■ TASK DESCRIPTION: Count how many lines in the rows below contain the string "clipboard", and reply with that number alone.

■ RECORD EXCERPTS:
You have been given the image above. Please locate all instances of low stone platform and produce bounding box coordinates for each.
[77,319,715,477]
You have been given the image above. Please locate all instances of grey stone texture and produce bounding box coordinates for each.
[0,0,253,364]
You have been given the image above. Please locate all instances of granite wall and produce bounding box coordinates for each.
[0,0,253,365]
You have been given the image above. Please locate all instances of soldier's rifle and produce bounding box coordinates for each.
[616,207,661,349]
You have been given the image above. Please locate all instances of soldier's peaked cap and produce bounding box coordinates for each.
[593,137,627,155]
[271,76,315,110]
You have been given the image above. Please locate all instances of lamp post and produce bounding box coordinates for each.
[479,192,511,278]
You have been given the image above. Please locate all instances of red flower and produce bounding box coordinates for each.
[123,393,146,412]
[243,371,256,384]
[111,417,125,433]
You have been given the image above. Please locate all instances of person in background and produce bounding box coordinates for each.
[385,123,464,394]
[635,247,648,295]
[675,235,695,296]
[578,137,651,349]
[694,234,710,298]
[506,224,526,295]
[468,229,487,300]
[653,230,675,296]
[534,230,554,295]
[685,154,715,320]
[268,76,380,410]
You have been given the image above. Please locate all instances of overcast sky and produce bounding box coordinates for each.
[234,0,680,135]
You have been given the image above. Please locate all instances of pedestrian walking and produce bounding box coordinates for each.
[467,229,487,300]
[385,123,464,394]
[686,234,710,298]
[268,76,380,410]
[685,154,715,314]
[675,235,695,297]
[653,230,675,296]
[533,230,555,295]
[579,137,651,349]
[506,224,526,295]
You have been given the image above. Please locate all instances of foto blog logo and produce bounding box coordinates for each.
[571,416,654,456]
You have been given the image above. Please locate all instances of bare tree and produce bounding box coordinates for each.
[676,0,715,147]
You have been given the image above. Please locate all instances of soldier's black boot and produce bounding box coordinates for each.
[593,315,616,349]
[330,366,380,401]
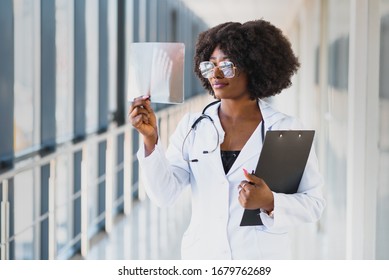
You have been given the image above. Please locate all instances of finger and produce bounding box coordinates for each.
[131,115,143,128]
[243,169,262,186]
[130,107,150,117]
[130,95,150,112]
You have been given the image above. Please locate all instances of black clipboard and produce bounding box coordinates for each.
[240,130,315,226]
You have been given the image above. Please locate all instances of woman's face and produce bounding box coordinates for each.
[208,47,249,99]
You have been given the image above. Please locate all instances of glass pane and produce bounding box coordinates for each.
[376,0,389,260]
[55,0,74,143]
[55,156,73,255]
[11,171,35,260]
[14,0,40,153]
[85,0,99,133]
[323,0,350,259]
[107,1,118,114]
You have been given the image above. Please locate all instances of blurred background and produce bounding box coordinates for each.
[0,0,389,260]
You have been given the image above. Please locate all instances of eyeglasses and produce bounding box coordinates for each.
[199,61,236,79]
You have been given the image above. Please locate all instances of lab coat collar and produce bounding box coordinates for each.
[205,99,285,133]
[205,99,285,175]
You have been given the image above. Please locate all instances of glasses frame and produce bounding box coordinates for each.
[199,60,236,79]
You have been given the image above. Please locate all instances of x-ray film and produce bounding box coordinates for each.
[127,43,185,104]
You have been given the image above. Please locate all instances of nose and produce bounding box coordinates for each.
[212,66,224,79]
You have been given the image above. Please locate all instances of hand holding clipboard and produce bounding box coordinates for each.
[240,130,315,226]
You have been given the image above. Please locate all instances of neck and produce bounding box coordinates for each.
[219,99,262,120]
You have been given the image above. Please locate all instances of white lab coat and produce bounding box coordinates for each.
[138,100,325,259]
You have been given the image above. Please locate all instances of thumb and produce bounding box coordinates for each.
[243,168,257,183]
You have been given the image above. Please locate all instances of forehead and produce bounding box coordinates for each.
[210,47,228,61]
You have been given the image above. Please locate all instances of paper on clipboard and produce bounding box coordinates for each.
[240,130,315,226]
[127,42,185,104]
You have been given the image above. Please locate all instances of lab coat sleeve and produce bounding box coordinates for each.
[137,112,190,207]
[260,117,326,231]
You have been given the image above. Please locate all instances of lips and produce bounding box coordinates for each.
[212,82,228,89]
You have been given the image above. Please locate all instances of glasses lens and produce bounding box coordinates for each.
[219,61,235,78]
[200,61,235,79]
[200,61,215,79]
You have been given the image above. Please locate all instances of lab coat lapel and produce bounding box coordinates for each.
[224,100,284,174]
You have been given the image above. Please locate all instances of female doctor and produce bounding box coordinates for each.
[129,20,325,259]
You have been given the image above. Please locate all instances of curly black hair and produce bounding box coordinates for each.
[194,20,300,99]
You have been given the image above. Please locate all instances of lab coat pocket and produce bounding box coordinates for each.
[181,229,200,260]
[256,228,291,260]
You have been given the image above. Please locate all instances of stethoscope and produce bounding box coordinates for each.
[181,100,265,162]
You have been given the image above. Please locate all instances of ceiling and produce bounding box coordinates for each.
[181,0,304,31]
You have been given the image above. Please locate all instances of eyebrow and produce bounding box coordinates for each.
[209,56,229,60]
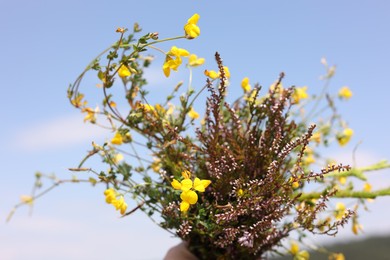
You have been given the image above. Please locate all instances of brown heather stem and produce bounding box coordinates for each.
[324,160,390,181]
[298,188,390,201]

■ FINAL ANSWER: 3